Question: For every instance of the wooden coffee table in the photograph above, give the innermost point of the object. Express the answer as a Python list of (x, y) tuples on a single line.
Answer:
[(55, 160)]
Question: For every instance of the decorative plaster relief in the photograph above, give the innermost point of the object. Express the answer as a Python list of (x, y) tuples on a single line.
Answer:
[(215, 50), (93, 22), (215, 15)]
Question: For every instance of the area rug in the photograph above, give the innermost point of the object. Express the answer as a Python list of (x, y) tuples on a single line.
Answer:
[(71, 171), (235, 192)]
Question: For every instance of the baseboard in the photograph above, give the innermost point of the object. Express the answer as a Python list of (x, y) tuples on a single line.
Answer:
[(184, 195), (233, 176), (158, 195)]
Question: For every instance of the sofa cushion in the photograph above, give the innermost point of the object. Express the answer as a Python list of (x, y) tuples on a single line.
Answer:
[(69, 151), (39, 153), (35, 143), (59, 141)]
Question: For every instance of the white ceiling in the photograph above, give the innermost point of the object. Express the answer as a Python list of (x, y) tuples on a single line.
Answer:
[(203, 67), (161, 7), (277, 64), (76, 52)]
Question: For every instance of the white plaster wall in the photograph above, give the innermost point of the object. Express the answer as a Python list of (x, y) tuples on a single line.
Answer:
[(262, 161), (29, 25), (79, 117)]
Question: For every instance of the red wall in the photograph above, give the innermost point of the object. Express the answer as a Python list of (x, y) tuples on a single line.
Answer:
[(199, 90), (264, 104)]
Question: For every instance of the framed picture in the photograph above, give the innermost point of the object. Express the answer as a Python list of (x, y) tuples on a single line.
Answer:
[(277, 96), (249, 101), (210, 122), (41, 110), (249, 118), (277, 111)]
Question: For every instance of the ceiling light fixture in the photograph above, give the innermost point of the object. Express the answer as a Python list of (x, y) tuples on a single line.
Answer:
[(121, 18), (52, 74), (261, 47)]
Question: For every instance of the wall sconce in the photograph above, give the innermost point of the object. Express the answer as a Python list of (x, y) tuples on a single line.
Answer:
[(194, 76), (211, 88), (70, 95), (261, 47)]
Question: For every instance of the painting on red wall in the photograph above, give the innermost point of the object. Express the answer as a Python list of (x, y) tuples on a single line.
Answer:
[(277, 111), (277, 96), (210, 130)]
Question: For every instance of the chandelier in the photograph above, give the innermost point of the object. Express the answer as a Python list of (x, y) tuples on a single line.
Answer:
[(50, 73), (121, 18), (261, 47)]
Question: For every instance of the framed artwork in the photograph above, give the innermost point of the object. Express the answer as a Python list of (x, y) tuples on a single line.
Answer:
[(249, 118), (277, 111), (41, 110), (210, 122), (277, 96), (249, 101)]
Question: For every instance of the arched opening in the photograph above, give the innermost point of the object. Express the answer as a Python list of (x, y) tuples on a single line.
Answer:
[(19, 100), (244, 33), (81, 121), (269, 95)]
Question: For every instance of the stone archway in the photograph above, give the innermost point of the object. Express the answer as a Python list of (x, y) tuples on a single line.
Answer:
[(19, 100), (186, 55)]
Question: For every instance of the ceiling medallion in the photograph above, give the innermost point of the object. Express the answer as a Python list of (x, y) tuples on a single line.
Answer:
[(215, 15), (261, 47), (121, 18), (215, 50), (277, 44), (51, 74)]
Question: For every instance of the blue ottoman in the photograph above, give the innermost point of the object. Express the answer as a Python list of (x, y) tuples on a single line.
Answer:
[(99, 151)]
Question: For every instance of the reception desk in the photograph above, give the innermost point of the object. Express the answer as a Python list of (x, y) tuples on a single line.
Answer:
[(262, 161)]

Task instructions
Render every entry above as a two-column CSV with the headers instruction and coordinates, one row per entry. Put each entry's text and its answer in a single quoted field apiece, replacing any line breaks with spaces.

Worked answer
instruction,coordinates
"Question: For every instance of the wooden coffee table in the photograph above, give the innermost point of the object. Express the answer as a Python list of (x, y) tuples on a single line. Answer:","[(55, 160)]"
"Question: For every instance of the decorative plaster relief in the photograph above, give the innermost point of the object. Express the answer as a Python list of (x, y) tuples on a single line. Answer:","[(215, 50), (93, 22), (215, 15)]"
"Question: For every instance of the area rug in the photograph above, give the innermost point of the object. Express the answer as a Python list of (x, y) tuples on a single line. Answer:","[(71, 171), (235, 192)]"
"Question: For every instance of the baseboard in the photograph above, give the innermost point of the object. Express the answer as a Python list of (x, y) tuples on a single line. Answer:","[(184, 195), (233, 176), (158, 195)]"
"Question: For every instance of the sofa cushion in the photograph above, give the innermost point of the object. Express the answer as a Python list of (x, y) tuples on a single line. Answer:","[(69, 151), (39, 153), (35, 143), (59, 141)]"
"Question: For every instance of the white ceiling in the photograph above, give the innermost point of the object. Express the answer as a Python list of (x, y) tuples on a single line. Answer:","[(203, 67), (161, 7), (277, 64), (76, 52)]"
"Question: For every instance of the white plaster wall in the photograph above, give the innermost point of the object. Express the answer as a Python list of (x, y) tuples on a single line. Answer:","[(262, 161), (29, 25), (79, 117)]"
"Question: For every instance of the red wall in the photograph above, give the innermost point of the object. Express the answer as a Python list of (x, y) tuples on a single line. Answer:","[(199, 90), (264, 104)]"
"Question: For every instance of the framed picture in the photograph above, give the innermost point of the object. Express the answer as a Python list of (x, y) tuples on a single line. Answer:","[(277, 96), (249, 101), (210, 122), (41, 110), (249, 118), (277, 111)]"
"Question: For every instance of the ceiling light fixture in the photograph above, give the innermost point of the object. Express the answer as a Python list of (x, y) tuples on a single line. Answer:","[(121, 18), (52, 74), (261, 47)]"
"Question: For every instance of the wall sconce in the photograph above, give the innermost point of the object. Express the answer as a Python list of (x, y) tuples on a single line. Answer:","[(194, 76), (211, 88), (70, 95), (261, 47)]"
"Question: For every instance of the painting on red wall in the photograph above, give the innermost point of the object. Express the answer as a Python list of (x, y) tuples on a single line. Answer:","[(277, 111), (277, 96), (210, 130)]"
"Question: For every instance of the chandelier in the photograph above, give the innermost point of the object. Express the answer as a Python list of (x, y) tuples on a single line. Answer:","[(50, 73), (121, 18), (261, 47)]"
"Question: For every instance of the framed artwork in the photograph above, give the innermost point of the object. Express the answer as a Python list of (x, y) tuples on a single line. Answer:","[(249, 118), (277, 111), (41, 110), (210, 122), (277, 96), (249, 101)]"
"Question: For every instance of the arched opening in the photograph above, give the innermost point of the object. Express the answer as a Python list of (x, y) tuples on a single line. Answer:","[(19, 100), (244, 33), (81, 121), (269, 95)]"
"Question: For every instance of the stone archway in the photograph above, give the innermost point of the object. Express the answer as a Python list of (x, y) tuples on a single line. Answer:","[(19, 100), (186, 55)]"
"Question: For every instance of the ceiling medallion in the photograph above, give the innermost point of the object. Express the answer as a Python list of (x, y) tuples on a single line. Answer:","[(215, 15), (261, 47), (121, 18), (215, 50), (277, 44), (51, 74)]"
"Question: For every instance of the blue ottoman in the photograph above, give the innermost point of the object. Express the answer as a Python list of (x, y) tuples on a single line. Answer:","[(99, 151)]"
"Question: For every instance of the reception desk in the photograph above, give the innermost point of the object. Express the answer as a Python list of (x, y) tuples on a single line. Answer:","[(262, 161)]"